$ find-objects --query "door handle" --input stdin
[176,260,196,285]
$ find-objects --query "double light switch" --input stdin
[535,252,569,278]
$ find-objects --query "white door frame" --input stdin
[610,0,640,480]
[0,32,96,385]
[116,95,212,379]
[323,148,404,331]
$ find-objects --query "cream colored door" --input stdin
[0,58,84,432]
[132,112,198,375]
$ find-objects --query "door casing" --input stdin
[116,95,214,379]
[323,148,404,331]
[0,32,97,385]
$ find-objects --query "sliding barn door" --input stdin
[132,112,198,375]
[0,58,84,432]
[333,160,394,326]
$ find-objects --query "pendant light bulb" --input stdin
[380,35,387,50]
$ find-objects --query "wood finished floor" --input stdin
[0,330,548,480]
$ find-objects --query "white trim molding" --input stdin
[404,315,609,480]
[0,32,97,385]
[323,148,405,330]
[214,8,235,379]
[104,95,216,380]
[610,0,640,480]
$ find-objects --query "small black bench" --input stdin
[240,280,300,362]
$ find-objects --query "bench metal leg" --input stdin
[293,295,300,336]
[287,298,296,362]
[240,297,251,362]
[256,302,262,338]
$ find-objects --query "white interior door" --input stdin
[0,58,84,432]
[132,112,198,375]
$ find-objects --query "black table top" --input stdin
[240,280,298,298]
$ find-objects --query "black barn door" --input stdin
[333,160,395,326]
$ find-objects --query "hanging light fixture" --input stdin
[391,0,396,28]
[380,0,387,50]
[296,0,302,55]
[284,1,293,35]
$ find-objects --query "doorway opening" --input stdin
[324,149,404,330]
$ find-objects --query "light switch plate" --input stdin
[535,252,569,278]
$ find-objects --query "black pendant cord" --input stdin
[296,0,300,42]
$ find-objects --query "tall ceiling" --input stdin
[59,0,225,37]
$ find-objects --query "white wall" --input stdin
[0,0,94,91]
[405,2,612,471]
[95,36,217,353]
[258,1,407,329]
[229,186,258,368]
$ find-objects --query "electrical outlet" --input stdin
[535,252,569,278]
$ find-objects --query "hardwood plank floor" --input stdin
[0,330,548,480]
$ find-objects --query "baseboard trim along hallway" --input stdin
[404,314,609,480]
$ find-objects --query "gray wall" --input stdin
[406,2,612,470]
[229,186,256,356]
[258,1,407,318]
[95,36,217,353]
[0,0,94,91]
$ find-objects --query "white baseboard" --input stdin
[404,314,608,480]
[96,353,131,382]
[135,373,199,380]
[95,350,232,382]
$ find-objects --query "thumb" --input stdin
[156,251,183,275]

→ **What to work on**: Copy every line of the data above, leaving nothing out and changing nothing.

→ **Problem solution**:
$ find-objects --query "door handle" --input stdin
[176,260,196,285]
$ find-objects --query "double light switch" --input stdin
[535,252,569,278]
$ find-objects --query "white door frame" --input stdin
[610,0,640,480]
[0,32,96,385]
[116,95,212,379]
[323,148,404,331]
$ find-objects --query "cream colored door" --input stdin
[0,58,84,432]
[132,112,198,375]
$ find-objects --query "door casing" --input stdin
[116,95,214,379]
[323,148,404,331]
[0,32,97,385]
$ find-objects --query "sliding barn door" --input stdin
[132,112,198,375]
[0,58,84,432]
[333,160,394,326]
$ find-objects --query "pendant light bulb" --input stdin
[380,35,387,50]
$ find-objects --query "wood finished floor" --input stdin
[0,330,548,480]
$ find-objects --query "white trim molding" --input stdin
[404,315,609,480]
[0,32,97,385]
[323,148,405,330]
[214,8,235,379]
[104,95,216,380]
[610,0,640,480]
$ find-objects --query "small black bench" --input stdin
[240,280,300,362]
$ find-objects --query "bench metal leg" --input stdin
[293,295,300,336]
[287,298,296,362]
[240,297,251,362]
[256,302,262,338]
$ find-objects --query "white interior door" --input stdin
[0,58,84,432]
[132,112,198,375]
$ find-objects --query "black table top" --input stdin
[240,280,298,298]
$ find-objects --query "black barn door" --input stdin
[333,160,395,326]
$ find-objects --query "hanging light fixture" --input stdin
[391,0,396,28]
[380,0,387,50]
[296,0,302,55]
[284,1,293,35]
$ find-objects --query "doorway opening" --input stdin
[324,149,404,330]
$ find-objects --query "light switch plate" --input stdin
[535,252,569,278]
$ find-objects --query "black pendant cord" --input stdin
[296,0,300,42]
$ find-objects --query "tall ceiling" --input stdin
[59,0,225,37]
$ find-objects --query "white wall" --input stdin
[0,0,94,91]
[405,2,612,471]
[95,36,217,353]
[258,1,407,329]
[229,186,258,368]
$ find-objects --query "electrical outlet" --input stdin
[535,252,569,278]
$ find-objects --query "hardwood plank floor" --input stdin
[0,330,548,480]
$ find-objects --query "baseboard trim along hallway" --input stdin
[404,314,609,480]
$ find-objects --query "gray wall" --input stdin
[406,2,612,470]
[229,186,256,356]
[258,1,407,318]
[95,36,217,353]
[0,0,94,91]
$ find-objects --query "white baseboard" --input stdin
[404,314,608,480]
[96,353,131,382]
[135,373,199,380]
[95,350,232,382]
$ find-objects --query "thumb" --input stdin
[156,251,183,275]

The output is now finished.